Architetti, urbanisti e amministratori continuano a giostrarsi nella mediocrità di soluzioni e proposte a breve e brevissimo termine. I primi potrebbero avere la capacità immaginativa per capire che siamo alla fine e che nessuno s’illude più, ma non hanno il coraggio di essere radicali e intelligenti. Preferiscono essere i «designer» della città, quelli che ne aggiustano i ritocchi e il colorino, mentre la qualità urbana va a catafascio. La rinascita delle città passa per lo sgombero delle strade dalle auto che se le sono prese senza pagare a nessuno questo diritto. Nessuno ha mai deciso che le strade dovessero appartenere all’auto e non ai cittadini. È tale il costo in termini di degrado urbano e igienico, sanitario e ambientale che le tasse di circolazione sono una cifra ridicola rispetto allo spreco e alla devastazione che alimentano.

Tutto ciò lo sappiamo bene, anche se Illich ci mette alle corde. Allora perché questo sistema vince ancora, perché la gente continua a illudersi dell’utilità dell’automobile? Perché tra velocità – apparente, solo promessa – ed equità sceglie ancora la prima? Si crede ancora che l’auto e il sistema a essa connesso, il sistema dell’accelerazione apparente (ne fanno parte i treni veloci che hanno come effetto controproduttivo di rallentare tutti gli altri treni) sia una soluzione alle «urgenze». Se uno deve andare in ospedale? E i vecchi che non hanno le gambe per camminare? E i bambini? Bisogna dire che se ci sono categorie punite dal sistema sono proprio queste tre. Un’ambulanza diventa molto spesso un feretro vista la vischiosità e l’impenetrabilità del traffico urbano. E quanto a vecchi e bambini le città sono diventate paurosamente prive di queste due classi, nuove riserve sono state inventate per rinchiuderli dove non diano fastidio, si chiamino scuole, ospizi, giardinetti o centri per «attività ludiche». Una città dove non si può giocare per strada, dove gli anziani non possano stare seduti o appoggiati a osservare la vita che gli passa accanto e che li coinvolge, una città che ha eliminato la plurifunzionalità degli spazi pubblici è un parcheggio.

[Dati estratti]
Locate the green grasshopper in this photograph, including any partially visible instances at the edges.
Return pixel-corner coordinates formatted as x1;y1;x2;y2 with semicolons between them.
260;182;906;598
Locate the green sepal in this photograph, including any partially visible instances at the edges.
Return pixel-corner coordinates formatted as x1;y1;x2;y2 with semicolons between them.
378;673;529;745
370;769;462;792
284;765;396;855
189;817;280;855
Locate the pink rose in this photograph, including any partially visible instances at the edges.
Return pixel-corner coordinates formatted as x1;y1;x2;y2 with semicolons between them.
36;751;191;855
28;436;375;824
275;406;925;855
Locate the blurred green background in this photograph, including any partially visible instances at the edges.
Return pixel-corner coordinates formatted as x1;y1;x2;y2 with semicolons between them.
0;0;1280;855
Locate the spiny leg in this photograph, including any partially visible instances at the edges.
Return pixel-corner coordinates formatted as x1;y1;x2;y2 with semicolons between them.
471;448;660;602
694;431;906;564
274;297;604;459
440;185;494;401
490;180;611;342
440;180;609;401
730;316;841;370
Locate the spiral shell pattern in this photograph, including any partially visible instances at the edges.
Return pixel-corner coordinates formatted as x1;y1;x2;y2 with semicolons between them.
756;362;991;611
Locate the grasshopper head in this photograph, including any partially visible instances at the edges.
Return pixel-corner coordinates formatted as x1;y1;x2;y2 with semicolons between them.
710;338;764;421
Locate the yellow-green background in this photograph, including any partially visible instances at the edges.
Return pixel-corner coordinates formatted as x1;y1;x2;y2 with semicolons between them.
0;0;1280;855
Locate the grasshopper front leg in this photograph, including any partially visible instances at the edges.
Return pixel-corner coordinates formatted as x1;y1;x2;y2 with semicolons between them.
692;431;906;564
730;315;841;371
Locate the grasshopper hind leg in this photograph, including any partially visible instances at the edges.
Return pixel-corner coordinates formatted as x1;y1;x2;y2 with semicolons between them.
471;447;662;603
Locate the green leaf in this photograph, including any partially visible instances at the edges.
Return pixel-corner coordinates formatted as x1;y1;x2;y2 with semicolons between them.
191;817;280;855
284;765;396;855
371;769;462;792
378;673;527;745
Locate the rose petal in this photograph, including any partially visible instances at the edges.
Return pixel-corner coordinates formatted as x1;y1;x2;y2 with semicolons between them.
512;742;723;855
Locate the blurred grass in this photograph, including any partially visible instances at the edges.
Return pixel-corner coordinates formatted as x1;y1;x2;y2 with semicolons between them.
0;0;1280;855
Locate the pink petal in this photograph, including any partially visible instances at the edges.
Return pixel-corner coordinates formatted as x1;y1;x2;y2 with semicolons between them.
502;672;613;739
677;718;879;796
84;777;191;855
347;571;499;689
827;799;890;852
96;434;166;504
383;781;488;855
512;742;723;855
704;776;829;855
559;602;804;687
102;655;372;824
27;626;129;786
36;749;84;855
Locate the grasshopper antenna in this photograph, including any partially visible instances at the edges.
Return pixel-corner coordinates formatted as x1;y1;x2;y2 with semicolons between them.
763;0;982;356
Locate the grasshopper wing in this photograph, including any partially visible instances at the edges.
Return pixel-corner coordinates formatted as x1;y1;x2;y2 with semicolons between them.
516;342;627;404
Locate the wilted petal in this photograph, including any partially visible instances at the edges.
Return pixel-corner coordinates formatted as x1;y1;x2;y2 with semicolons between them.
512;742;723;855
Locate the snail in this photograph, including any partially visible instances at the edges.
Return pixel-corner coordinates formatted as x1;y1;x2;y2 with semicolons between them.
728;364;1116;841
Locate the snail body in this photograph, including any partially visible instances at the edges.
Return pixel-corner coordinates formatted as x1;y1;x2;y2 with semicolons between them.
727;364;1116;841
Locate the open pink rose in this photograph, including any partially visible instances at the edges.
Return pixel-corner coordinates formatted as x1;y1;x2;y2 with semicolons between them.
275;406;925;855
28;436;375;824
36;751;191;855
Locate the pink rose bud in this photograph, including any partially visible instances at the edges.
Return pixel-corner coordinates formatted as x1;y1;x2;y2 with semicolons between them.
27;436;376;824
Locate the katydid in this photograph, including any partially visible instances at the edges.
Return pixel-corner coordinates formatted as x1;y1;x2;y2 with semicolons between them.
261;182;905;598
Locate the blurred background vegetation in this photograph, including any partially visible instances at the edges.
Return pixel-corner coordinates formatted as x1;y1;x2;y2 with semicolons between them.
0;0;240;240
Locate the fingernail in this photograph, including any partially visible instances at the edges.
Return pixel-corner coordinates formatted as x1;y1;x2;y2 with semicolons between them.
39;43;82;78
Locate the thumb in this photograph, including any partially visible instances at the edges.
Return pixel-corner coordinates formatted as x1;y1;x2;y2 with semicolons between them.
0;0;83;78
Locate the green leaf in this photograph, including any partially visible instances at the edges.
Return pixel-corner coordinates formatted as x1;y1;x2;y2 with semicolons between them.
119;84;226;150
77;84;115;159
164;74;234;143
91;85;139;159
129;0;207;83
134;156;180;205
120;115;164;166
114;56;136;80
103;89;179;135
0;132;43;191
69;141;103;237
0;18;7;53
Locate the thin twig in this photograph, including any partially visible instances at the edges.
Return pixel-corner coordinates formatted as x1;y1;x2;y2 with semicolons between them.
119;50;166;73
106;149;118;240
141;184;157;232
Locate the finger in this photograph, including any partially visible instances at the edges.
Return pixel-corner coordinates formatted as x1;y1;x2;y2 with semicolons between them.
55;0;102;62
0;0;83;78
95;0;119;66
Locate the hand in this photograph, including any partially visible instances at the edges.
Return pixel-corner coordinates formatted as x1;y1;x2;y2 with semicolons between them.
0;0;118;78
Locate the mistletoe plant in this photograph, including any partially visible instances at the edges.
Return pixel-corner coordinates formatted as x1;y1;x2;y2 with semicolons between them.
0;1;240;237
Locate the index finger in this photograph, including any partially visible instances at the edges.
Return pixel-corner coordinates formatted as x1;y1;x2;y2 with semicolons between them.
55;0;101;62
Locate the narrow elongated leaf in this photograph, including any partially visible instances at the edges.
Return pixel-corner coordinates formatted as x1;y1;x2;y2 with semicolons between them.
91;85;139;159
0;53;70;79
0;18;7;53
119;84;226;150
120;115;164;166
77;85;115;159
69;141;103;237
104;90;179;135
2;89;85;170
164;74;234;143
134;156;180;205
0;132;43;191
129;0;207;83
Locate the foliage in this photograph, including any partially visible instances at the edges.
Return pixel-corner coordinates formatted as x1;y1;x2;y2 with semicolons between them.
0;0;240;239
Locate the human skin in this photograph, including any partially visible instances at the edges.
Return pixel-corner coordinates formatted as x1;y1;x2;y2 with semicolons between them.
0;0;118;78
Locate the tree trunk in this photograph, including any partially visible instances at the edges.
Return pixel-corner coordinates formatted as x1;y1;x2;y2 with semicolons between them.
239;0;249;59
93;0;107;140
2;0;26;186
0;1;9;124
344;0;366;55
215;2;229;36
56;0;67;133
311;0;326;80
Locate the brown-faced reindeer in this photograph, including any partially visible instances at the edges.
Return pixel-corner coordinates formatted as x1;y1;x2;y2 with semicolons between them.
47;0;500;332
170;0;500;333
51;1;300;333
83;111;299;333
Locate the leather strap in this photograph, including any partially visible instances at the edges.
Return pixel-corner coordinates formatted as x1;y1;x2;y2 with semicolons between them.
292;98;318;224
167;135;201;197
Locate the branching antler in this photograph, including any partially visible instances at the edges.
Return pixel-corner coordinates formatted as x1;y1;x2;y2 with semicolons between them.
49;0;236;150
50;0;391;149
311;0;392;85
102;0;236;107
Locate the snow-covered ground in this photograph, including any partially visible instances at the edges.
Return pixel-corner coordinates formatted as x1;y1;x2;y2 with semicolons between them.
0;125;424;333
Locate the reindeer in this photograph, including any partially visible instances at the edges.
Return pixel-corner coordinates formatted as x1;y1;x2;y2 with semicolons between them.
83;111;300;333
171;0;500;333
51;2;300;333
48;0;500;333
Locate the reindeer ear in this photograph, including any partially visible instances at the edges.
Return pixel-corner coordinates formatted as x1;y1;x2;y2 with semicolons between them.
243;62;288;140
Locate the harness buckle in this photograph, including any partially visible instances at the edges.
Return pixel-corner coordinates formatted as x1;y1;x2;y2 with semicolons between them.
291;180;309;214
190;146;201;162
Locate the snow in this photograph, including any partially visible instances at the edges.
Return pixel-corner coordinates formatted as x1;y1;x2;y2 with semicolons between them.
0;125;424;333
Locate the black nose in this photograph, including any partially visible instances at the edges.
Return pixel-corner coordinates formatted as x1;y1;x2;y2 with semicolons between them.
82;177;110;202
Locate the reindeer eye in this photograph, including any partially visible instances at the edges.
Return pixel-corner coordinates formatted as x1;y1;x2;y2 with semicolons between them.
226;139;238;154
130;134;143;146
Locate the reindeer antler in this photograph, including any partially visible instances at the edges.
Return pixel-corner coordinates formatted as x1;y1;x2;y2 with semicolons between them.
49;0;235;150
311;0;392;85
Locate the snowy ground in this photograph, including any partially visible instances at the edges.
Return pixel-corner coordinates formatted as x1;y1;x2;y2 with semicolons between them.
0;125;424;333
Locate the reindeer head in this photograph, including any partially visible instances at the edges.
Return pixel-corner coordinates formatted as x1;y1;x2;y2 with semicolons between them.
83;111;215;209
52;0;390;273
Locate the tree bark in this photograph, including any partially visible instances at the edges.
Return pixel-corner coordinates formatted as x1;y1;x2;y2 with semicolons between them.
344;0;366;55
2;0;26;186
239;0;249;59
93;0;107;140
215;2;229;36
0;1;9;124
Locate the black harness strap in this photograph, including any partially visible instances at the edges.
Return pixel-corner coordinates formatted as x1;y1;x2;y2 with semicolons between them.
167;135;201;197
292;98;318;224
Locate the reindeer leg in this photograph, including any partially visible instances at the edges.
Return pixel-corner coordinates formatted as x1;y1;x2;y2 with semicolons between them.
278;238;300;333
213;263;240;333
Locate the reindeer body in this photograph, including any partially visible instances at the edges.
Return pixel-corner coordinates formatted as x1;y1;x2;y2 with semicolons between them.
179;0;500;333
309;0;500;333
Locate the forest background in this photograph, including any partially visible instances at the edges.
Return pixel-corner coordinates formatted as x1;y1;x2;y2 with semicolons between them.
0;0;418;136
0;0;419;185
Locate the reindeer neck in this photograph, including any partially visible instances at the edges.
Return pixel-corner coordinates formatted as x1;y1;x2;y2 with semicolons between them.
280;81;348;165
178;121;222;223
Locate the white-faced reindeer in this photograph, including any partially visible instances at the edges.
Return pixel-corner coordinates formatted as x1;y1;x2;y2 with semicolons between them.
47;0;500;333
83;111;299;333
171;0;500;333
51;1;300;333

**Consegna**
Riprendi il testo su automobili e città a partire dalla sua ultima frase e portalo avanti. Questi dati non hanno alcun legame con il testo.

**Risposta**
Eppure la gente ci crede ancora e mai come oggi le auto sono state oggetto di desiderio. Certo, in un regime di scarsità si desiderano le cose, le poche cose che restano. E siccome alla TV si vedono ormai solo pubblicità di auto (per i costi altissimi degli spot), esse sono diventate l’unico orizzonte offerto. Il nostro immaginario è talmente colonizzato che l’utopia mortale che ci stringe ci sembra l’unica realtà possibile. La vigliaccheria degli intellettuali, degli ambientalisti e degli architetti – perché nessuno come loro potrebbe sapere meglio raccontare che di qui non si esce se non con un salto radicale – fa il resto.

Eppure è così poco di moda immaginare una città più umana e democratica, così impopolare chiedere che l’auto venga relegata a quelle invenzioni che hanno fatto il loro tempo e che ormai sono solo bla-bla. La gente ha creduto per secoli che i corsetti fossero indispensabili, che mangiare frutta facesse male, che lavarsi allontanasse i buoni umori e che il miglior modo per educare i figli fosse prenderli a sberle: poi ha smesso.

Illich ci ha sempre provocato con capovolgimenti impopolari, ci ha ricordato cosa avevamo perso per un piatto di lenticchie e ci ha messo in guardia contro i pericoli di sistemi che si propongono come soluzione di tutto e finiscono per mettere la nostra vita in prigione. Per questo, il suo pensiero è impopolare anche oggi, anche oggi è troppo poco ripreso nella sua critica radicale a scuola, medicina, mondo del lavoro, neutralizzazione delle differenze culturali come base delle differenze di sesso.

Che questo libretto sia utile a chi voglia riassaporare il gusto di andare controcorrente. Forse è possibile, forse, come le bici ad Hanoi, richiede solo una grande capacità di sgusciare tra la cretinaggine delle auto e il flusso generale che solo apparentemente può bloccarci.